-- begin Extracted text --

Hmm, so what's the problem?

You should be flattered that
he thinks you're the best baker,

when who really knows
who's the best? [chuckles]

Maybe I am the best.
Probably.

Not for me to say...

but it's a huge pain,
and causes nothing but stress.

- I want out.
- So, just explain that to Davis.

I can't. It would be an
insult to him and his family

if I were to turn down
this huge honour,

- as he calls it.
- Hmm, I see.

Then what we need to do
is make it his idea,

not yours.
Basically, get him to fire you.

I'm not sure that'll work.
I'm really the best baker.

Like, naturally talented.
Again, his words, not mine.

[chuckles] Oh...
he's saying those words a lot

for someone who's not even here.

- Okay, I've got the app uninstalled.

-- end Extracted text --

Your tasks
A) Count how many lines of the records contain the string "white", treating uppercase and lowercase as different, and give only that number.
B) Please write a continuation of the dialogue about the baker who wants to get out of the job, starting after its final line.
The baker conversation above and the records that follow are unrelated and should be treated separately.

-- begin Exercise inputs --

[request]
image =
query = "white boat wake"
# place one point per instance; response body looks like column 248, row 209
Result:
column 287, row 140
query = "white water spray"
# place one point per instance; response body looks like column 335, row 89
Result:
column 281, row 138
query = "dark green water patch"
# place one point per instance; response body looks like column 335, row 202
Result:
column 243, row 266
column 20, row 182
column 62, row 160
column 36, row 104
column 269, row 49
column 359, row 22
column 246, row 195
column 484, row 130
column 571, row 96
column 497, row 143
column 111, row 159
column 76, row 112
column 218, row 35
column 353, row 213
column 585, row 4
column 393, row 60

-- end Exercise inputs --

Outputs
A) 2

B)
- Congratulations.

Now I just have to download
it again and reinstall it.

I just can't remember
the exact name of the app.

Outstanding. Now instead of
worrying about forgetting keys,

you can worry about forgetting
your stupid lock game.

- It's not a game.
- You sure? [laughing]

'Cause I find this
entertaining as hell.

It has the word "lock" in it.
"Lock it Down"?

No, that's a dating app.
"Lock Nest"?

That's for building
bird houses, in Scotland.

[gasps] Here it is!
"Lock Away"!

Download.

Oh, no, this is
a diary app for teenagers.

Well, you're mentally about 13,
so there you go. [chuckles]

Now what are you doing?

Writing some nasty stuff
about you in my new diary,

which is locked,
so you'll never be able to read it.

See if you can find an app
that reminds you

you're a jackass
every ten minutes.

I already have
the live version of that,

and it could use some updates.



Think... like a criminal.

[chuckling in triumph]

Hello,
what do we have here?

This isn't so bad.

I always said I'd prefer
less customers.

[munching]

And I'm liking the
all-you-can-eat snack buffet.

"Please Your Man, Please."
Oh, please...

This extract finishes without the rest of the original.